» Rows:

:::

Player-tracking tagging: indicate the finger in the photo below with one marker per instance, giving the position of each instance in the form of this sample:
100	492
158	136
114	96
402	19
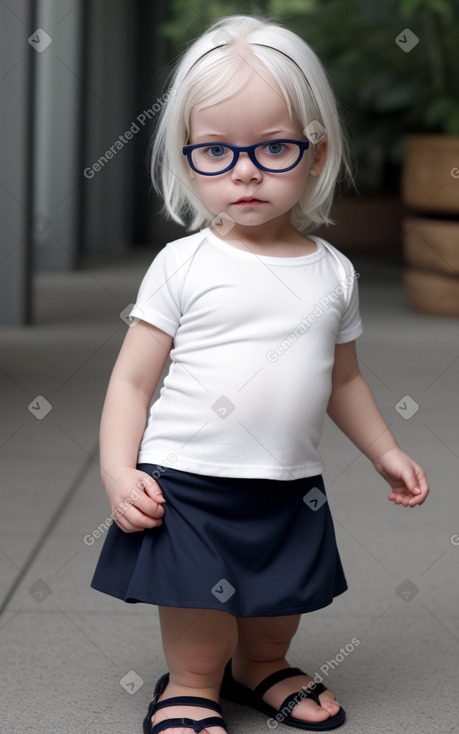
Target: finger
134	521
153	490
148	506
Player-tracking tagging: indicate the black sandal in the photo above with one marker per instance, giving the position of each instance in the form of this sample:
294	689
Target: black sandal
155	705
231	690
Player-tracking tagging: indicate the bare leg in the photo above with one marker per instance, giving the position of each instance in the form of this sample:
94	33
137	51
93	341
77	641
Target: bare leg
197	645
261	650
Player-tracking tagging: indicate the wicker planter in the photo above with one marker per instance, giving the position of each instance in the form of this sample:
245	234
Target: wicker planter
430	184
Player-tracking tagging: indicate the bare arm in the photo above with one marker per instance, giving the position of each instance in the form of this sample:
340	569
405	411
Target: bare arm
353	408
133	495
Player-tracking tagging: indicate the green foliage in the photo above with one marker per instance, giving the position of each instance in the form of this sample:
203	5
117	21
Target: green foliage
385	91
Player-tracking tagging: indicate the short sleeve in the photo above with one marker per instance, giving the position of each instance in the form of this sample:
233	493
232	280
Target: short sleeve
351	324
158	299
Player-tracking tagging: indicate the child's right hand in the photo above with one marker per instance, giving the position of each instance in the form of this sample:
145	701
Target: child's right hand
135	499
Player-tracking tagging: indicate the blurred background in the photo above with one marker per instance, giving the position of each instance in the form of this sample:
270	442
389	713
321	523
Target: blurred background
81	87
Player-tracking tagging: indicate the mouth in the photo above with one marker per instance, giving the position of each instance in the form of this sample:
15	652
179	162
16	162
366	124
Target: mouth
248	201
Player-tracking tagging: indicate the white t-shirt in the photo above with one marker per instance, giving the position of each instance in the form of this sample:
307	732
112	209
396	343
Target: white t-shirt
254	339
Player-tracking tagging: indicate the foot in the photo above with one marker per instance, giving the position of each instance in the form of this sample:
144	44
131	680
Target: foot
190	712
251	673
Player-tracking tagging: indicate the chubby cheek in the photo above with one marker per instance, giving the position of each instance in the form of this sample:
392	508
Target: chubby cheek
210	194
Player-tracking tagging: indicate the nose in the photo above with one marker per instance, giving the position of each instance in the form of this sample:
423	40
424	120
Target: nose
245	169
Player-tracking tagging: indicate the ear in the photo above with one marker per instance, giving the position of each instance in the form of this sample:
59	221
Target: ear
319	156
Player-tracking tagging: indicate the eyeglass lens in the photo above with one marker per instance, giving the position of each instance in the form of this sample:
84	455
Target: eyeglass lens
276	156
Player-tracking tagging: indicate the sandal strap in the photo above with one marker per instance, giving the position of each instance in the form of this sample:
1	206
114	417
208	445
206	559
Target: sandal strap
312	692
188	723
206	703
274	678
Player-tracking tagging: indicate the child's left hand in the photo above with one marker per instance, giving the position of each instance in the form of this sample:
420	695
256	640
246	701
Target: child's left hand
405	476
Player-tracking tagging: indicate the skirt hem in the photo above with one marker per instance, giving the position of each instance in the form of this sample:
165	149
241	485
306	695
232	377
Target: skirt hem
231	609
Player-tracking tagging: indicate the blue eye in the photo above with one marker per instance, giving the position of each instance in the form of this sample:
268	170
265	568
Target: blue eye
216	151
275	148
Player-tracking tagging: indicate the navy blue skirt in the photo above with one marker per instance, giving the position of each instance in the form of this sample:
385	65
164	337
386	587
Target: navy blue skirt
250	547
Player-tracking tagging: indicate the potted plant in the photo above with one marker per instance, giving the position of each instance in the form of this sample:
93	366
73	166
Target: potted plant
430	181
395	69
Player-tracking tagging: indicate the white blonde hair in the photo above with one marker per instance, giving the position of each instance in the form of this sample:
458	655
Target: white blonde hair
216	67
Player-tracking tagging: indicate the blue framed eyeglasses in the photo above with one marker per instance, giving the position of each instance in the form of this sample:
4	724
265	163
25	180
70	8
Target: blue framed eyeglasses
273	156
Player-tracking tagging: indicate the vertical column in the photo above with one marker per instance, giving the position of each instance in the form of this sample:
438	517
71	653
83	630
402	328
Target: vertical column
15	123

:::

» What to work on: Output the lines above in full and exactly as given, omitting any pictures.

» Expected answer:
Player-tracking tagging: indicate the finger in the photo below with one marker per instance, giving the position of each instance in the form of this sample:
100	492
158	136
114	96
402	19
Target: finger
134	521
153	490
148	506
Player-tracking tagging: indicate the black sandal in the photo above with one marker per instance, giving the position of each instance in the form of this sample:
294	689
Target: black sandal
155	705
231	690
Player-tracking tagging: indicate the bare leg in the photo above with one marker per instance, giving the position of each instance in the form of this sample:
94	33
137	51
93	341
77	641
Target: bare leg
197	645
261	650
Player-tracking tagging: indicate the wicker planter in the photo above with one marker per instance, giving the position of each instance in the form of this sample:
245	234
Target: wicker planter
430	184
Player-tracking tagging: indicate the bare arm in the photo above with one marker per instance, giving the position of each instance in the form of this sample:
340	569
405	411
Target: bare arm
353	408
133	495
Player-tracking tagging: indicate the green foliage in the photo above with one marker per instance, giving the position of each instance in the form of this sample:
203	5
117	21
Target: green foliage
385	91
Player-tracking tagging: indicate the short sleeve in the photo above with one marker per instance, giving the position of each instance in the form of this sample:
233	493
232	280
Target: short sleeve
351	324
158	299
Player-tracking tagging: indicate the child's right hand in the photo above with one marker per instance, giving the position of each instance in the form of this sample:
145	701
Target: child's right hand
135	499
Player-tracking tagging: indicate the blurred background in the photo above with one marker per instance, giving the position of each instance in the form of this sample:
270	442
389	713
321	523
Target: blurred background
81	87
Player-tracking tagging: indicate the mouth in the photo above with one marker per instance, giving the position of each instance in the form of this sample:
15	652
179	162
16	162
366	124
Target: mouth
248	201
Player-tracking tagging: indicate the white t-shirt in the photo above with one marker per instance, giving the position of each instance in the form of this sample:
307	732
112	209
396	343
Target: white t-shirt
254	339
Player-tracking tagging: indicate the foot in the photo above with one marker per instance, giving the position of each instance in the form of this sample:
144	44
131	680
Target: foot
190	712
251	673
Player-tracking tagging: indicate the chubby cheek in the photo above with one marker per instance, giving the position of each instance in the form of this sample:
392	508
Target: chubby cheek
210	194
Player-tracking tagging: indicate the nose in the photo above with one marker per instance, giving the position of each instance in the form of this sample:
423	40
424	120
Target: nose
245	169
Player-tracking tagging: indicate the ear in the photo above with one marker per instance, giving the position of each instance in the form of this sample:
59	221
Target: ear
319	156
Player-tracking tagging: indicate the eyeglass lens in the photo above with one marker per instance, giving the position of each instance in the form of this sample:
84	455
Target: eyeglass lens
276	156
Player-tracking tagging: indicate the sandal strap in the photo above with one marker per instance, giving the position of each instance in the form of this sample:
1	206
114	417
208	445
206	559
Target: sandal strap
312	692
188	723
206	703
274	678
Player-tracking tagging: indicate the child's left hand in the photo above with one marker per instance, giving the position of each instance in the form of this sample:
420	695
256	640
246	701
Target: child's left hand
405	476
Player-tracking tagging: indicate the skirt hem in the photo above with one marker per instance, giving the position of each instance in the form of this sample:
165	149
241	485
306	695
232	377
Target: skirt hem
231	609
Player-tracking tagging: indicate the blue eye in the photo above with one marker per instance, giving the position of each instance in the form of this sample:
268	170
265	568
Target: blue eye
216	151
275	148
Player-tracking tagging: indicate the navy blue skirt in the photo above with one marker per instance, giving the position of each instance in the form of this sample:
385	65
164	337
386	587
Target: navy blue skirt
250	547
Player-tracking tagging: indicate the potted plant in the photo above with one marker per instance, giving the position of each instance in the form of this sample:
93	366
73	166
Target: potted plant
430	181
395	69
Player-tracking tagging: indicate the white blonde hair in the photo above with one marker per instance, giving the position of each instance in the form of this sample:
458	655
Target: white blonde hair
216	67
Player-tracking tagging: indicate the blue framed eyeglasses in the photo above with one marker per instance, giving the position of each instance in the form of this sample:
4	724
265	163
25	180
70	8
Target: blue framed eyeglasses
273	156
Player-tracking tagging: indicate the vertical column in the photo above with one marker per instance, giving the position of each instance in the form of this sample:
438	517
71	653
83	630
402	328
Target: vertical column
15	123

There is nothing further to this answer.